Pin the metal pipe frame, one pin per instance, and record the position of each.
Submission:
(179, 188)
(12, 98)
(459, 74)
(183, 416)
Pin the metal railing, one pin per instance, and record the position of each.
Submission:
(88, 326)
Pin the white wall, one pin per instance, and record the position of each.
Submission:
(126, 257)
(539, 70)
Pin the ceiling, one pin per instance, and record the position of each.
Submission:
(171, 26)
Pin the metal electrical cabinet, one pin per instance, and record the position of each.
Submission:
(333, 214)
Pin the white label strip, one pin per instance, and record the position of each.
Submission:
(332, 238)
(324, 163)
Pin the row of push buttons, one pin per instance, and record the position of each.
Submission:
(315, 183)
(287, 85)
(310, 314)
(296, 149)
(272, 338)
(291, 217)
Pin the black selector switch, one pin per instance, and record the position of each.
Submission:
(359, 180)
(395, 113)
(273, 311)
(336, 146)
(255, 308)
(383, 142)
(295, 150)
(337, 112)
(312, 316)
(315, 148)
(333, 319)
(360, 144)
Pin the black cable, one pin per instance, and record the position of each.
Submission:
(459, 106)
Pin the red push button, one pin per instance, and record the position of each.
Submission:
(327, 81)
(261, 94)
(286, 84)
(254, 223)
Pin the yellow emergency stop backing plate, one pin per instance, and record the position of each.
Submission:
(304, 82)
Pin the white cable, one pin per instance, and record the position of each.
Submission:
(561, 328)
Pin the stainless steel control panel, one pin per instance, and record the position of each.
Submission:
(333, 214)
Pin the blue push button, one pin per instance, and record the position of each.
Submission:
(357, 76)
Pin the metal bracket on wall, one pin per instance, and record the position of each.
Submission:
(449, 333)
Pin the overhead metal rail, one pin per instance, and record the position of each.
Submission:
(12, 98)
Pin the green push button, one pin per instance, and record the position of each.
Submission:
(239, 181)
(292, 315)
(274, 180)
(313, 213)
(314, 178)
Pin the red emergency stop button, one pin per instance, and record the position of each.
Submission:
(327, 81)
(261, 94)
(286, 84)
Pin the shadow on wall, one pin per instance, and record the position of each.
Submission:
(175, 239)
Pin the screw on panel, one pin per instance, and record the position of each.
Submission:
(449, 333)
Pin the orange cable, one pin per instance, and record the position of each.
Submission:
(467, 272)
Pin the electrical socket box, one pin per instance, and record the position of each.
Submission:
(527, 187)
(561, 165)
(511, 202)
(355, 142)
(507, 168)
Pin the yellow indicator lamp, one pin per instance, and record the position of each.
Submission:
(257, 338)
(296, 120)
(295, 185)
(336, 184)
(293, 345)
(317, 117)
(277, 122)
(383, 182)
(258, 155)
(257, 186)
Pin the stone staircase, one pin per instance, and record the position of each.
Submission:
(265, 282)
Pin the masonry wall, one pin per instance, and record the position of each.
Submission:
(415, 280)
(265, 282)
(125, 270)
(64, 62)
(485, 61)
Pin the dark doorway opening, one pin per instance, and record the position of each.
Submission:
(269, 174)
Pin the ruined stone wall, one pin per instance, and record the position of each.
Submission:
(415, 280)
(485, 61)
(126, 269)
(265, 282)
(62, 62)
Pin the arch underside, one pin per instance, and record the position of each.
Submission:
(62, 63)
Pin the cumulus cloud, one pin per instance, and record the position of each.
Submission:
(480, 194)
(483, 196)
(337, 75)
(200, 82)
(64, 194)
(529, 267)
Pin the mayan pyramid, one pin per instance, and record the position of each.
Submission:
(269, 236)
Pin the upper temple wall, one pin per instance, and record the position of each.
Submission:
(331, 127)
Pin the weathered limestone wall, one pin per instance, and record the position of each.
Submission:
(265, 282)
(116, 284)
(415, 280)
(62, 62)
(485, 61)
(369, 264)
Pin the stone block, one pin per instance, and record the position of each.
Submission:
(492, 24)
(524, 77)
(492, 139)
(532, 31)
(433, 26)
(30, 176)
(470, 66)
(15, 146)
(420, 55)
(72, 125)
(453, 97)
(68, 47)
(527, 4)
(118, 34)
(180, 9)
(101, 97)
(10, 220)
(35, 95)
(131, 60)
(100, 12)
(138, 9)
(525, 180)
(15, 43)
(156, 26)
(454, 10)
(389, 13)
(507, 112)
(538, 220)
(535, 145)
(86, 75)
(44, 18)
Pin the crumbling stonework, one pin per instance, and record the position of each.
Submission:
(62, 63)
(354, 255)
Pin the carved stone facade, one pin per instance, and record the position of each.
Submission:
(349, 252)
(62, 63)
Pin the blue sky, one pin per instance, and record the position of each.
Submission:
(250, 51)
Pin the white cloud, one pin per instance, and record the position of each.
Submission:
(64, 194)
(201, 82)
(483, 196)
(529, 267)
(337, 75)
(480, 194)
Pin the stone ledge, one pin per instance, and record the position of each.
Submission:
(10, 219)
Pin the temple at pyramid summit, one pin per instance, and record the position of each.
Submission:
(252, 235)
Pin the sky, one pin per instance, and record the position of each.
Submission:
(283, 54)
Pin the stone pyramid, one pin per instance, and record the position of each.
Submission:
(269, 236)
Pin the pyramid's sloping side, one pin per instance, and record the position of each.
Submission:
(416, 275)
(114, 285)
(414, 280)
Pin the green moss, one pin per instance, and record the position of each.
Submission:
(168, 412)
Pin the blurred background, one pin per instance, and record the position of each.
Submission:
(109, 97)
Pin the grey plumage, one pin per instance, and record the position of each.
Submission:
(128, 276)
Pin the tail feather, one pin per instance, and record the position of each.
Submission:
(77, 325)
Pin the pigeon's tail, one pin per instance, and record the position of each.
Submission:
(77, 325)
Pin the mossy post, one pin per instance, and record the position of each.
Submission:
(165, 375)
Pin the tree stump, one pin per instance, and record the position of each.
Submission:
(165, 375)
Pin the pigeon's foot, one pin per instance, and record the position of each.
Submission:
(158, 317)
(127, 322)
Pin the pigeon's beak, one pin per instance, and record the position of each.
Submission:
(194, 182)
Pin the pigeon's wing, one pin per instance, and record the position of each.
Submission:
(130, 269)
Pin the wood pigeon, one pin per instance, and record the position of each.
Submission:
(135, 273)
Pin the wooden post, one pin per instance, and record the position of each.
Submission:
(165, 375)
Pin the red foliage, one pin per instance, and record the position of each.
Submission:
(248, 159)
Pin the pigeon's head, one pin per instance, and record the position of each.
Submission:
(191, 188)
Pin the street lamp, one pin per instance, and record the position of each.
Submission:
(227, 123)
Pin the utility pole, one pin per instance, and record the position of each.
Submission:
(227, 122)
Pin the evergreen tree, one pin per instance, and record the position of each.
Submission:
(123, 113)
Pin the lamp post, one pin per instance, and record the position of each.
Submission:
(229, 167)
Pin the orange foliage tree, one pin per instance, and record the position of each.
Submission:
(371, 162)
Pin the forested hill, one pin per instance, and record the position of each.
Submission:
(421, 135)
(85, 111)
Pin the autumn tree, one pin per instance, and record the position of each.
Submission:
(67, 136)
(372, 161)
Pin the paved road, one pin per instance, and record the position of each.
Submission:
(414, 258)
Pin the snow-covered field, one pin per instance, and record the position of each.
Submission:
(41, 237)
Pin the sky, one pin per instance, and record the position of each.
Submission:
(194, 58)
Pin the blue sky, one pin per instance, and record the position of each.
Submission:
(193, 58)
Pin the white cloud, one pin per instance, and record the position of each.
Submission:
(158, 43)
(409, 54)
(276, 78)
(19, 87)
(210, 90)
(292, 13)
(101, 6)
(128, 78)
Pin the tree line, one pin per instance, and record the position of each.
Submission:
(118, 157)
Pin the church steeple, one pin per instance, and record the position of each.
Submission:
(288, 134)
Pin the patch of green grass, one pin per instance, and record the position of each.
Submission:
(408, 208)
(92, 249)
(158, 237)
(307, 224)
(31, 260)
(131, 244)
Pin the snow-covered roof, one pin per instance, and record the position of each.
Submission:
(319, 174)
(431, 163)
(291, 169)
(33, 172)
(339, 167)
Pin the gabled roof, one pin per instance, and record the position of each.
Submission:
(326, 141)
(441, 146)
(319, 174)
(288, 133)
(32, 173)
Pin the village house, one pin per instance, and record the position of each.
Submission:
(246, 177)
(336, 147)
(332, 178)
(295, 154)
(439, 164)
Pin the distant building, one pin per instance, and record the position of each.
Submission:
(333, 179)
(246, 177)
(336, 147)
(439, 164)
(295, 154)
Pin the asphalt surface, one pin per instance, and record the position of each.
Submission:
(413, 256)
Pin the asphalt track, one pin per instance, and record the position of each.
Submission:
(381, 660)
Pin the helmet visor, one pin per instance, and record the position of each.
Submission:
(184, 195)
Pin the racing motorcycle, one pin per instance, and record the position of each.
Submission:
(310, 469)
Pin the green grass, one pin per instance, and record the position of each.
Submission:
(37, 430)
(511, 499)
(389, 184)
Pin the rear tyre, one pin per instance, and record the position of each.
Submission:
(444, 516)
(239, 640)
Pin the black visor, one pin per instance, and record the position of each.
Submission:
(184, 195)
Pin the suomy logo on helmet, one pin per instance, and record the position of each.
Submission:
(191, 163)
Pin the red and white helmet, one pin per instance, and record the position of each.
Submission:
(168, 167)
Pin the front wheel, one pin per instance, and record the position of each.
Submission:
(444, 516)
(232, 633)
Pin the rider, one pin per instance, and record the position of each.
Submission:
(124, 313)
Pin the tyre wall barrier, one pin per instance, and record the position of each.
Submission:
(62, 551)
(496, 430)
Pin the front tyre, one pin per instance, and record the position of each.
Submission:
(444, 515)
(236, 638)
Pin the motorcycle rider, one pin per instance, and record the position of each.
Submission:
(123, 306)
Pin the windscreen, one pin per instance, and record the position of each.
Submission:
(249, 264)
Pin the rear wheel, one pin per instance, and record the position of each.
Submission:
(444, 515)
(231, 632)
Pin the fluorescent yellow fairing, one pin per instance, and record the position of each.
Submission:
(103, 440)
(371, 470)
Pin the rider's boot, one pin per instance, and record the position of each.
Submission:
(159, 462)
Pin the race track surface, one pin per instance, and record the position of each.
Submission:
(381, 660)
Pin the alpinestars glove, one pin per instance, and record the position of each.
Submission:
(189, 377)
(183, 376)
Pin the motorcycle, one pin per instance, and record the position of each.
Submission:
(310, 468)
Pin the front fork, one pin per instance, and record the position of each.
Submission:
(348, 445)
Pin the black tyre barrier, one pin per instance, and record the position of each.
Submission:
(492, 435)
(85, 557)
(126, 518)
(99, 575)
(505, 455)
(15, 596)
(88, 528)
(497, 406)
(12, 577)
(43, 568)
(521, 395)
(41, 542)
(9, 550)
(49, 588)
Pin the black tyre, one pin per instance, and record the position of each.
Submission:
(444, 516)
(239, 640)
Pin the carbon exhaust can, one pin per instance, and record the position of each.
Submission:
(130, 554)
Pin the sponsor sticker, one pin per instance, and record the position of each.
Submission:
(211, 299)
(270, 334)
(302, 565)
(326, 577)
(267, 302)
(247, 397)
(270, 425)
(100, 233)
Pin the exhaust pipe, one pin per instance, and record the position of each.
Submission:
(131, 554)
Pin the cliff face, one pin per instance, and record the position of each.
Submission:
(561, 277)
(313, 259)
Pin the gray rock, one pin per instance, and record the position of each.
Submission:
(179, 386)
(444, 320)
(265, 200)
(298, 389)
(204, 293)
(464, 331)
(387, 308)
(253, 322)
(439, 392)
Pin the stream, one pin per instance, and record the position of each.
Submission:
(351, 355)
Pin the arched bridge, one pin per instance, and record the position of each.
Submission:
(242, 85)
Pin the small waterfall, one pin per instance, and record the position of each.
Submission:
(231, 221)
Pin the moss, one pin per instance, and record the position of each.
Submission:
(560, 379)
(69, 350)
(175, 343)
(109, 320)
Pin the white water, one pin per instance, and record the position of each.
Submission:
•••
Problem details: Repeat, character for character, the lines from the one that holds "Pin the sponsor" to the final line of the material, inclusive, and no other lines.

Reply:
Pin the sponsor sticker, one pin per instance, and record the position of each.
Submission:
(211, 299)
(270, 334)
(302, 565)
(326, 577)
(267, 302)
(247, 397)
(270, 425)
(100, 233)
Pin the exhaust pipe, one pin per instance, and record the position of each.
Submission:
(131, 554)
Pin the cliff face, one pin per instance, and record the position of each.
Submission:
(561, 277)
(313, 259)
Pin the gray rock, one pin per instance, and record the position of each.
Submission:
(179, 386)
(444, 320)
(265, 200)
(298, 389)
(204, 293)
(464, 331)
(387, 308)
(253, 322)
(439, 392)
Pin the stream, one pin per instance, and record the position of each.
Submission:
(351, 355)
Pin the arched bridge, one pin per instance, and record the position of each.
Submission:
(242, 85)
Pin the small waterfall, one pin per instance, and record the position of each.
Submission:
(231, 221)
Pin the moss, one pin per instance, and record the position of each.
Submission:
(560, 379)
(69, 350)
(175, 343)
(109, 320)
Pin the white water, one pin per instance, and record the position of each.
Submission:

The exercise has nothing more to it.